• _Task description_
The required answer is an exact copy of every entry underneath.

• _Referring expression data_
○ ○ ○ ○
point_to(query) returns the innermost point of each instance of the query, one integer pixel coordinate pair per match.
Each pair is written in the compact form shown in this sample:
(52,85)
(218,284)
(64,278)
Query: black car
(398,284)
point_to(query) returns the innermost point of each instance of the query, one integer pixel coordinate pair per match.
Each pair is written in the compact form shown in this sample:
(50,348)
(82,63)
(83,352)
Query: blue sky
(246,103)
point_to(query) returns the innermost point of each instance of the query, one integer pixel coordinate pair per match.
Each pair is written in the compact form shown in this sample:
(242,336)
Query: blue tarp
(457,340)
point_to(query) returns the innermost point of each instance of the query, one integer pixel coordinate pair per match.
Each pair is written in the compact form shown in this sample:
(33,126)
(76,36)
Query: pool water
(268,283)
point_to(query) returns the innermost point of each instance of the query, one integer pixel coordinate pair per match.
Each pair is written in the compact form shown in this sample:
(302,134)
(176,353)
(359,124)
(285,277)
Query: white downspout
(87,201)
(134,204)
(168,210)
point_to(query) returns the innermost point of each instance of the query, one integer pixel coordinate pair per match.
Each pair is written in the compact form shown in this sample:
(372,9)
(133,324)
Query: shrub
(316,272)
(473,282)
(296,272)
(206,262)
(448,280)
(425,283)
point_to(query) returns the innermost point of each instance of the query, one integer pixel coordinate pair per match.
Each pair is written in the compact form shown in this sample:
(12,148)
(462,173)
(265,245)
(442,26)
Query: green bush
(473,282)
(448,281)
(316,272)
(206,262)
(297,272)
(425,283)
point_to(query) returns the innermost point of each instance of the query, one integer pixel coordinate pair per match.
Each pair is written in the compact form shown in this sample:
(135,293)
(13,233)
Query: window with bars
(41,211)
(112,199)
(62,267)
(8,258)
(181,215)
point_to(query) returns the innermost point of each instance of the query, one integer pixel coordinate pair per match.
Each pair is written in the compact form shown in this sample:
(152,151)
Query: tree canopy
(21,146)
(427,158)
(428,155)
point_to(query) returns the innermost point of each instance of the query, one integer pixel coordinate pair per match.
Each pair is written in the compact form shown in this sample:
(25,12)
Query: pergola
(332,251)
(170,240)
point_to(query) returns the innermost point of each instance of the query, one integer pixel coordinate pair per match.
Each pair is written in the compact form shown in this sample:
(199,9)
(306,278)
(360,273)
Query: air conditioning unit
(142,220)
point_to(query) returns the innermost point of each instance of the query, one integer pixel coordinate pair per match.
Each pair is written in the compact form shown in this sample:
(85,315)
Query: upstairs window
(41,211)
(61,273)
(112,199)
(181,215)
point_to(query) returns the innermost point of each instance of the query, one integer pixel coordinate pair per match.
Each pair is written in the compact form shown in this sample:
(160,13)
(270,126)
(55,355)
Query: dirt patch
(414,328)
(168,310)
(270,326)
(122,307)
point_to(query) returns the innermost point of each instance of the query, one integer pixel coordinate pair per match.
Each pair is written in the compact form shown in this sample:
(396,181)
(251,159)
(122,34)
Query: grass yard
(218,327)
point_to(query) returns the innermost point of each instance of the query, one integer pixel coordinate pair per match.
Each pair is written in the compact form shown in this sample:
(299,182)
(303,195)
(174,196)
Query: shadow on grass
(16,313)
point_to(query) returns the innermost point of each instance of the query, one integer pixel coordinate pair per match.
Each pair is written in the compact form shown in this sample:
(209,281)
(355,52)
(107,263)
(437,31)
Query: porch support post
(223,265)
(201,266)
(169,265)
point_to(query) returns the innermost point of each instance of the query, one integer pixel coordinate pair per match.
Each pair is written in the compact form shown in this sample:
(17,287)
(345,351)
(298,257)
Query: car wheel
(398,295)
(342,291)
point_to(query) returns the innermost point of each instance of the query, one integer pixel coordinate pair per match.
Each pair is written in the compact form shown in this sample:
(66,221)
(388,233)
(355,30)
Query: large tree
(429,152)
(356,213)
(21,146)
○ ○ ○ ○
• _Response box_
point_to(query) returns the innermost point of each instance of the query, one integer pixel coordinate pair per match.
Each pair is written in the compact form shown in this sample:
(52,85)
(218,284)
(64,278)
Query: black car
(398,284)
point_to(query) returns the innermost point of each instance of the query, one integer pixel coordinate pair per match.
Each pair is written in the compact form shown in this sample:
(50,348)
(82,63)
(83,352)
Query: blue sky
(246,103)
point_to(query) returns the innermost point of each instance of the query, one integer pixel coordinate pair per match.
Each pair is written in the compact form shown in this sample:
(242,336)
Query: blue tarp
(457,340)
point_to(query) returns the innermost point of each instance of the query, one integer pixel coordinate pair per match.
Each pair is written in the compact form shown in this sample:
(33,126)
(76,36)
Query: pool water
(268,283)
point_to(query) returns the innermost point of each instance of the query, one integer pixel coordinate pair per match.
Each pair is written in the compact form shown in this sample:
(302,134)
(176,353)
(359,124)
(285,277)
Query: white downspout
(87,201)
(134,204)
(168,210)
point_to(query) returns the innermost point of each instance of the query, one integer pixel coordinate pair per match.
Each pair is written in the compact form shown in this sample:
(372,9)
(133,324)
Query: shrub
(316,272)
(473,282)
(296,272)
(206,262)
(448,280)
(425,283)
point_to(query) returns the innermost point of each instance of the query, one integer pixel coordinate pair per match.
Each pair is written in the compact form shown in this sample:
(12,148)
(462,173)
(265,245)
(442,26)
Query: green bush
(473,282)
(448,281)
(316,272)
(206,262)
(297,272)
(425,283)
point_to(query) returns the innermost point of each instance of the query, one integer pixel coordinate pair per match.
Each pair is written in the compact form shown in this sample:
(135,293)
(13,233)
Query: window with bars
(41,211)
(112,199)
(62,267)
(8,258)
(181,215)
point_to(query) returns the innermost point of each instance of the query, one integer pixel coordinate pair per match.
Each pair is written in the compact form shown in this sample:
(152,151)
Query: tree canopy
(21,146)
(427,158)
(428,155)
point_to(query) returns the innermost point of each instance of the query, one integer pixel coordinate pair per match.
Each pair is written in the compact form shown in this sample:
(25,12)
Query: pergola
(332,251)
(170,240)
point_to(query) returns the innermost point of each instance of the query, one integer pixel coordinate pair per match.
Each pair is written in the compact form shown in this sample:
(199,9)
(306,278)
(360,273)
Query: air conditioning unit
(142,220)
point_to(query) returns the innermost point of each instance of the query, one integer pixel coordinate pair per match.
Each pair is written in the compact form shown in this sample:
(85,315)
Query: upstairs window
(41,211)
(61,273)
(112,199)
(181,215)
point_to(query) returns the innermost point of each instance of the query, one integer pixel coordinate pair per match.
Each pair is written in the compact form shown in this sample:
(160,13)
(270,126)
(55,355)
Query: dirt patch
(414,328)
(168,310)
(270,326)
(122,307)
point_to(query) returns the innermost point of each instance of the query, one integer pixel coordinate pair per match.
Each pair is written in the compact form shown in this sample:
(396,181)
(251,159)
(122,34)
Query: grass yard
(218,327)
point_to(query) returns the innermost point of each instance of the query, one integer pixel coordinate pair per match.
Each pair is written in the compact form shown in this sample:
(299,182)
(303,195)
(174,196)
Query: shadow on grass
(16,313)
point_to(query) returns the innermost point of each instance of the query, one integer pixel coordinate pair per match.
Each pair is written in the compact form shown in this sample:
(209,281)
(355,52)
(107,263)
(437,31)
Query: porch support post
(223,265)
(201,266)
(169,265)
point_to(query) returns the innermost point of each instance of the query, one integer pixel coordinate pair per match.
Each pair is written in the compact form shown in this sample:
(17,287)
(345,351)
(298,257)
Query: car wheel
(398,295)
(342,291)
point_to(query) returns the innermost point of each instance of the query, one integer pixel coordinate pair per match.
Each pair is written in the compact form shown in this sample:
(66,221)
(388,233)
(355,30)
Query: large tree
(429,152)
(356,213)
(21,146)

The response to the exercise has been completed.